» Vorliegender Text
= = = = =

Die Rahmenbedingungen des Wirtschaftens mit Lebensmitteln haben sich im Jahr 2022 fundamental geändert. Die Food-Branche stand und steht vor einer noch nie dagewesenen Kostensteigerung, die sich zu einer Preisspirale entwickelte mit Verbraucherpreisindizes von > 120 im Dezember 2022 vs. Vorjahr. Makro- und mikroökonomische Hiobsbotschaften konfrontieren Lieferanten und Handel mit Krisen-Schlagworten wie Covid, Ukraine, Sanktionen, Energiekrise, negative Konjunkturprognosen, Lieferengpässe, mangelnde Warenverfügbarkeit durch Materialmangel und restriktive Transportlogistik, Inflation, Veränderung im Einkaufsverhalten bei Marken/Handelsmarken und Kanälen sowie ein verstärkter Verteilungskampf zwischen Handel und Industrie.

In Kooperation mit der DHBW (Duale Hochschule Baden-Württemberg, Lörrach) führte Bavaria Consulting im Januar und Februar 2023 eine Expertenbefragung durch, um die Auswirkungen der disruptiven Entwicklungen für die Zusammenarbeit zwischen Handel und Industrie auf das laufende Jahr 2023 zu beleuchten. Die Onlinebefragung richtete sich an Topentscheider des Vertriebs mit Schwerpunkt FMCG. Die Fragen berührten die Vertriebsorganisationen im Feld, KAM und Innendienst, deren Effizienz durch optimierte Vertriebssteuerung, Budgets, Konditionen, Preiserhöhungen und Prognosen zur Ergebnisentwicklung sowie zur Veränderung der Zusammenarbeit zwischen Handel und Industrie.

= = = = =

» Aufgabenstellung
Übertragen Sie diesen Satz aus dem Text über die Lebensmittelbranche ins Englische: „Die Onlinebefragung richtete sich an Topentscheider des Vertriebs mit Schwerpunkt FMCG.“

» Gegebene Daten
= = = = =

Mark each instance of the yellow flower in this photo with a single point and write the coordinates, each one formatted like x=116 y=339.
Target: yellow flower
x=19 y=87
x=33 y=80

= = = = =

» Schriftliche Lösung
The online survey was aimed at top sales decision-makers with a focus on FMCG.